### Directions for this task
Please repeat the entire listing below word for word, but leave the pictures out.

(Items taken from a dataset)
-- start --

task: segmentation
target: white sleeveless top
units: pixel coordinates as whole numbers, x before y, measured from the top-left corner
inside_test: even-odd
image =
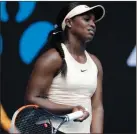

-- end --

### Response to the task
task: segmentation
target: white sleeveless top
units: pixel coordinates as whole numbers, x before y, measured from the top-left corner
inside_test: even-odd
image =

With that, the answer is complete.